Exercise goal. Every record must be written out once more, with nothing added or omitted.

[Items from a data source]
========================================================================

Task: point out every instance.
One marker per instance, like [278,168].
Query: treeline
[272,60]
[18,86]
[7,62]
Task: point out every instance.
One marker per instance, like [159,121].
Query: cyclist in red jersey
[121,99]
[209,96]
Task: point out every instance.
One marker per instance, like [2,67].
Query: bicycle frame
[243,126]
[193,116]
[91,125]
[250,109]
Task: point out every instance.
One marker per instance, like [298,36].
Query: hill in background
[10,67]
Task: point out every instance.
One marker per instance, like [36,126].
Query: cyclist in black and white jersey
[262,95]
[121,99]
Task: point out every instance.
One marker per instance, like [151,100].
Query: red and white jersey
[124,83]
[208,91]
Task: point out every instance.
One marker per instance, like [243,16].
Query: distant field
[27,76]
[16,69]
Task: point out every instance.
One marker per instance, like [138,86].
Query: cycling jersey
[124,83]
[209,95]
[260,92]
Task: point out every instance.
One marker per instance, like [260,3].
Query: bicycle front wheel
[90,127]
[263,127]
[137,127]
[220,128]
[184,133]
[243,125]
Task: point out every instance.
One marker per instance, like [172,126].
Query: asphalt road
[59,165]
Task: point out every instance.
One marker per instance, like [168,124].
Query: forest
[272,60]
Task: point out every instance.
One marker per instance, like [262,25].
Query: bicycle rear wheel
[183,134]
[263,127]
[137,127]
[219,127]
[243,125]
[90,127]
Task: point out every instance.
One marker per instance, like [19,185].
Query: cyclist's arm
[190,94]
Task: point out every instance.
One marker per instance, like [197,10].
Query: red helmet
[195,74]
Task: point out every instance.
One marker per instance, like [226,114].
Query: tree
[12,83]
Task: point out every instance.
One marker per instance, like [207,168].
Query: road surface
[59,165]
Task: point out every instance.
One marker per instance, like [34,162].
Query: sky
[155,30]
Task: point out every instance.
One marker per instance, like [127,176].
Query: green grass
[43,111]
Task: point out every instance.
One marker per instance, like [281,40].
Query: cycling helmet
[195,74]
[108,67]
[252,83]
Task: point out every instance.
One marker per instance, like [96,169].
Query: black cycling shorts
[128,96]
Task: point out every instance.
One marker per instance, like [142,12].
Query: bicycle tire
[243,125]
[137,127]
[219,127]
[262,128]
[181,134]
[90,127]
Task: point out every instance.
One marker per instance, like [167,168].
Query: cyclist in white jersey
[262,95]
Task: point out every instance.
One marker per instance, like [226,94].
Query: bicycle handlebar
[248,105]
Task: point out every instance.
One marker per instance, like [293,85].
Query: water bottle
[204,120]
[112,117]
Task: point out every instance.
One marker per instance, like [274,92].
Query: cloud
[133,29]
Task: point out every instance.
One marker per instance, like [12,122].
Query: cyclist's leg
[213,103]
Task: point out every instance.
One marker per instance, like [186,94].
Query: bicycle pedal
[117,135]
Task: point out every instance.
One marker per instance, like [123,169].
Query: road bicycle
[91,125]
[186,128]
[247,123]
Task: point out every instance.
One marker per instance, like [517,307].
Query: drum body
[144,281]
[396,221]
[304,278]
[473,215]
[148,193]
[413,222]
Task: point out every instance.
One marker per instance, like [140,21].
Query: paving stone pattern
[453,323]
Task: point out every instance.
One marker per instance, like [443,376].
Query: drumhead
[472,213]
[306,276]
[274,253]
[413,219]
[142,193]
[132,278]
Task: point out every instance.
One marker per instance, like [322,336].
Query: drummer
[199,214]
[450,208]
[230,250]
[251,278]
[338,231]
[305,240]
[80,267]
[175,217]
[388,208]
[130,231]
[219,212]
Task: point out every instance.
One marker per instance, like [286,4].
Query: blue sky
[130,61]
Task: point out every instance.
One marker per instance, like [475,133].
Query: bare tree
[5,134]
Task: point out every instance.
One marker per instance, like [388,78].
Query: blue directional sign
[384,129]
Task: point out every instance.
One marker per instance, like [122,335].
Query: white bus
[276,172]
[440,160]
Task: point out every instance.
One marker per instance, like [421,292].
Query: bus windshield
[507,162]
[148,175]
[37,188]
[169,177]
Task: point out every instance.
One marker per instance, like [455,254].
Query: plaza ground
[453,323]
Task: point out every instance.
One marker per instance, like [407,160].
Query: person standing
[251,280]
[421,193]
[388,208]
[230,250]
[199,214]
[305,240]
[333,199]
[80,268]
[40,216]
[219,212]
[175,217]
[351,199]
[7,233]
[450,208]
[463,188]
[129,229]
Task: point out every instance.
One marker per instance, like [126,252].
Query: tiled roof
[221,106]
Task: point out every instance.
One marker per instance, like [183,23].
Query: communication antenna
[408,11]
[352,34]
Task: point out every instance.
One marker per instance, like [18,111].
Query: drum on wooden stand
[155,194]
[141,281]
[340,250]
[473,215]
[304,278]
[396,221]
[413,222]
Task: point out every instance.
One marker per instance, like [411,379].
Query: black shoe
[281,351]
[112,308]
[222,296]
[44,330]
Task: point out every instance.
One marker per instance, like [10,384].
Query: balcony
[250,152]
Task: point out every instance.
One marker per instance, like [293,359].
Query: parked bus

========================================================================

Exercise solution.
Task: point out every instance.
One marker per instance, like [278,168].
Query: treeline
[272,60]
[18,86]
[7,62]
Task: point out every instance.
One marker per instance, like [159,121].
Query: cyclist in red jersey
[121,99]
[209,96]
Task: point out every instance.
One marker per instance, like [2,67].
Query: bicycle frame
[243,126]
[193,116]
[91,125]
[250,109]
Task: point out every instance.
One marker per instance, like [298,36].
Query: hill in background
[10,67]
Task: point out every instance.
One marker per instance, like [36,126].
Query: cyclist in black and white jersey
[262,95]
[121,99]
Task: point out every instance.
One marker per instance, like [151,100].
Query: red and white jersey
[124,83]
[208,91]
Task: point out every instance.
One marker per instance, like [243,16].
Query: distant field
[27,76]
[16,69]
Task: point out every instance.
One marker per instance, like [138,86].
Query: cycling jersey
[124,83]
[209,95]
[260,92]
Task: point out every instance.
One marker per instance, like [260,3].
Query: bicycle front wheel
[90,127]
[263,127]
[137,127]
[220,128]
[184,133]
[243,125]
Task: point out every instance.
One marker per instance, like [172,126].
Query: asphalt road
[59,165]
Task: point out every instance.
One marker per instance, like [168,124].
Query: forest
[272,60]
Task: point out every instance.
One marker per instance, like [262,25].
Query: bicycle rear wheel
[183,134]
[263,127]
[137,127]
[219,127]
[243,125]
[90,127]
Task: point out every instance.
One marker per instance, like [19,185].
Query: cyclist's arm
[190,94]
Task: point out every instance.
One marker per instance, like [197,10].
Query: red helmet
[195,74]
Task: point out every instance.
One marker per instance, like [226,114].
Query: tree
[12,83]
Task: point out every instance.
One marker per instance, like [207,168].
Query: road surface
[59,165]
Task: point out every instance.
One marker per instance, like [34,162].
Query: sky
[155,30]
Task: point out every instance.
One marker per instance, like [127,176].
Query: green grass
[43,111]
Task: point out every instance.
One marker per instance, like [281,40].
Query: cycling helmet
[195,74]
[108,67]
[252,83]
Task: point out every instance.
One marker per instance, like [96,169].
Query: black cycling shorts
[128,96]
Task: point out every instance.
One marker per instance, like [142,12].
Query: bicycle tire
[243,125]
[137,127]
[219,127]
[262,128]
[181,134]
[90,127]
Task: point out every instance.
One marker per instance, like [167,168].
Query: cyclist in white jersey
[262,95]
Task: point out every instance.
One marker per instance, like [226,94].
Query: bicycle handlebar
[248,105]
Task: point out every instance.
One marker per instance, like [293,85].
Query: water bottle
[204,120]
[112,117]
Task: point out every instance.
One marker per instance, like [274,92].
Query: cloud
[133,29]
Task: point out every instance.
One marker per instance, like [12,122].
Query: cyclist's leg
[213,103]
Task: point out every instance.
One marker per instance, like [186,94].
Query: bicycle pedal
[117,135]
Task: point out every instance.
One marker per instance, like [123,169].
Query: road bicycle
[91,125]
[186,128]
[247,123]
Task: point out every instance.
One marker per instance, like [517,307].
Query: drum body
[144,281]
[396,221]
[304,278]
[473,215]
[148,193]
[413,222]
Task: point out every instance.
One marker per instance, like [140,21].
Query: paving stone pattern
[453,323]
Task: point out every instance.
One marker per instance, like [443,376].
Query: drumhead
[472,213]
[306,276]
[274,253]
[413,219]
[142,193]
[132,278]
Task: point out every instance.
One marker per instance, like [322,336].
Query: drummer
[199,214]
[450,208]
[230,250]
[251,278]
[338,231]
[305,240]
[80,267]
[175,217]
[388,208]
[130,231]
[219,212]
Task: point out every instance.
One marker per instance, like [286,4].
Query: blue sky
[130,61]
Task: point out every instance.
One marker per instance, like [475,133].
Query: bare tree
[5,134]
Task: point out every instance.
One marker per instance, like [388,78].
Query: blue directional sign
[384,129]
Task: point out every instance.
One marker per instance, like [122,335].
Query: white bus
[276,172]
[440,160]
Task: point out every instance.
One marker per instance, like [421,292].
Query: bus windshield
[507,162]
[148,175]
[37,188]
[169,177]
Task: point out every instance.
One marker per instance, like [455,254].
Query: plaza ground
[453,323]
Task: point out every instance.
One marker per instance, like [407,160].
Query: person standing
[251,280]
[421,193]
[388,208]
[230,250]
[199,214]
[305,240]
[333,199]
[80,268]
[40,216]
[219,212]
[175,217]
[351,199]
[7,233]
[450,208]
[463,188]
[129,229]
Task: point out every instance.
One marker per instance, like [126,252].
Query: tiled roof
[221,106]
Task: point out every instance.
One marker per instance, like [183,23].
Query: communication antenna
[408,11]
[352,34]
Task: point out every instance.
One marker per instance, like [18,111].
Query: drum on wooden stand
[155,194]
[141,281]
[340,250]
[473,215]
[304,278]
[396,221]
[413,222]
Task: point out every instance.
One marker per instance, like [411,379].
Query: black shoe
[281,351]
[112,308]
[222,296]
[44,330]
Task: point out every instance.
One marker per instance, like [10,384].
Query: balcony
[250,152]
Task: point out every instance.
One marker per instance, like [293,359].
Query: parked bus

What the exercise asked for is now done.